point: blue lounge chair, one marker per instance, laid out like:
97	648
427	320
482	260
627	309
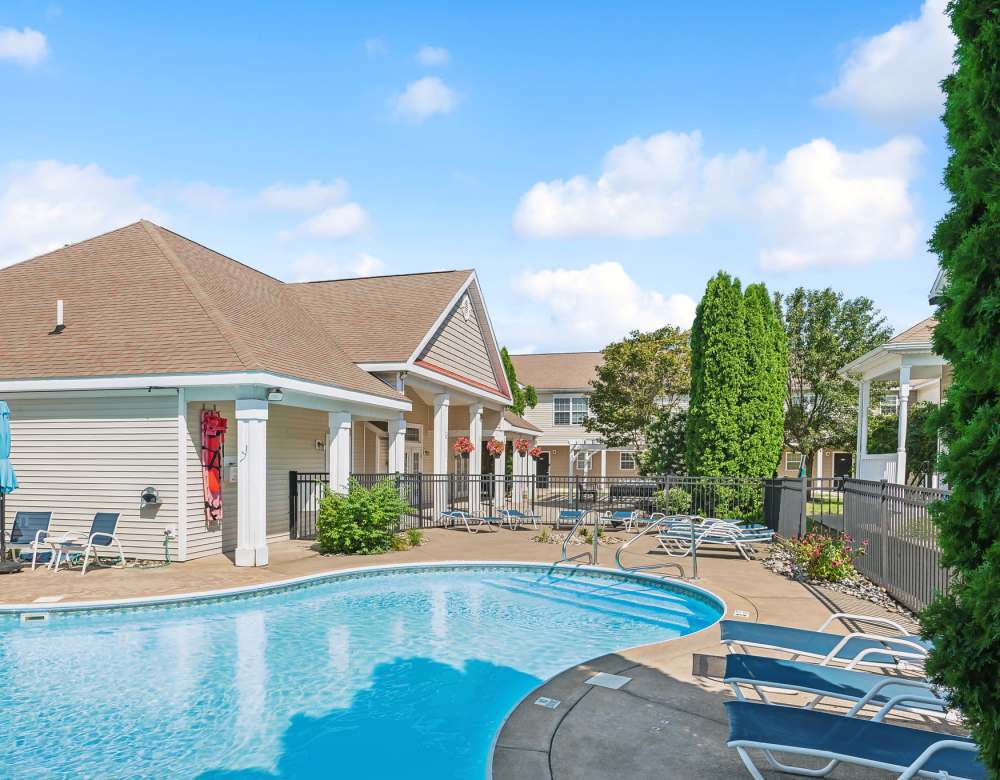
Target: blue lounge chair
851	649
860	688
840	739
27	537
102	535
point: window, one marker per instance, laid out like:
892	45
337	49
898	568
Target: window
569	409
793	461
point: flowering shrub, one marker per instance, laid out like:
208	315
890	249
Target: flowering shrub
829	558
463	446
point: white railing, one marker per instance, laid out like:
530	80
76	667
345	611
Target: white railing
878	467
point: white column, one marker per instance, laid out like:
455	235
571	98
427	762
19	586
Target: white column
397	444
904	404
251	493
338	451
864	393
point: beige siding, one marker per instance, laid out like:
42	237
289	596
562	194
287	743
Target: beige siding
459	346
85	454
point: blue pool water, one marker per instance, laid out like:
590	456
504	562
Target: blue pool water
392	674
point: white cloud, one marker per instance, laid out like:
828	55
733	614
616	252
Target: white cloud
376	47
821	206
313	267
25	47
590	306
652	186
424	98
433	55
45	205
336	222
311	196
894	76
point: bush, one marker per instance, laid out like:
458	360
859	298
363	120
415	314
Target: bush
828	558
362	522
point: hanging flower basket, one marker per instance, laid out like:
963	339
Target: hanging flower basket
463	446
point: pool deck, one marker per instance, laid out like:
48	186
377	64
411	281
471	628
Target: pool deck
667	721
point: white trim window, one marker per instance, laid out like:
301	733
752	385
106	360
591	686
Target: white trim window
569	409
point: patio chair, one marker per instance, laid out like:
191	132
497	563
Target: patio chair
862	689
27	537
102	535
468	520
841	739
853	649
516	517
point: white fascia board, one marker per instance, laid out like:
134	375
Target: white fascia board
434	376
166	381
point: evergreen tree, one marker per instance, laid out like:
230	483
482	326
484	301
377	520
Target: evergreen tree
964	624
762	405
718	376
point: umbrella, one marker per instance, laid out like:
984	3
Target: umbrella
8	484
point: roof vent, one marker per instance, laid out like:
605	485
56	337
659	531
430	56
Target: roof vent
60	327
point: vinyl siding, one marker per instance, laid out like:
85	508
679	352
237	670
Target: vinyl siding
82	454
460	346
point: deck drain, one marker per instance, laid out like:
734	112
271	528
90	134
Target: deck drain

◆ ◆ ◆ ◆

The material should be duplicated word for word, with no images included.

point: blue lounge chair, one marker per instance, laid out like:
97	648
427	320
482	260
627	309
Target: blue lounge chair
851	649
860	688
840	739
27	537
102	535
point: window, one marker per instance, laid out like:
892	45
337	49
898	568
Target: window
569	409
793	461
point: flowering shrub, one marker per instance, laid out like:
208	315
890	249
Target: flowering shrub
829	558
463	446
point: white railing, one marker per instance, laid out like:
530	80
76	667
345	611
Target: white railing
878	467
point: white column, one marker per instance, laid out like:
455	235
571	98
427	762
19	586
Target: white column
397	444
904	404
251	493
338	451
864	393
point: beige siding, one marker per instance, laid out like:
42	237
289	596
562	194
287	743
Target: beige siding
459	346
85	454
point: blue pool water, one marker per instance, laid out like:
590	456
504	562
Target: blue pool water
392	674
point: white cloud, one marker per instance, laid out like:
828	55
733	614
616	252
Target: white cloud
376	47
821	206
313	267
25	47
590	306
652	186
424	98
433	55
45	205
336	222
311	196
894	76
point: bush, one marker per instance, laid out like:
458	360
859	298
363	120
415	314
Target: bush
828	558
362	522
point: hanging flower basket, one marker per instance, laid out like:
963	339
Target: hanging flower basket
463	446
point: pool deck, one marker per instance, laid out like:
48	186
377	64
411	281
471	628
Target: pool deck
667	721
point: white trim window, one marker per instance, laid out like:
301	733
752	385
106	360
591	686
Target: white trim window
569	409
point: patio chair, one marker per instance, laid out like:
191	132
497	563
Target: patio chair
862	689
27	537
102	535
468	520
841	739
853	649
516	517
point: white fascia board, one marker per instance, laid out like:
134	375
Target: white fascia board
434	376
166	381
point: evergreen tree, one marker per instance, laid out like:
230	483
482	326
484	301
377	520
Target: evergreen tree
964	624
762	405
718	376
point: umbrella, one marker per instance, laid out like:
984	3
Target: umbrella
8	484
point: roof vent, one marker per instance, laid out like:
605	485
56	337
659	531
430	56
Target: roof vent
60	327
point: vinyl siding, one marker per instance, laid out like:
85	508
679	352
237	670
Target: vinyl siding
82	454
460	346
point: deck drain, one marker per instance, laid out like:
734	112
271	528
90	134
Target: deck drain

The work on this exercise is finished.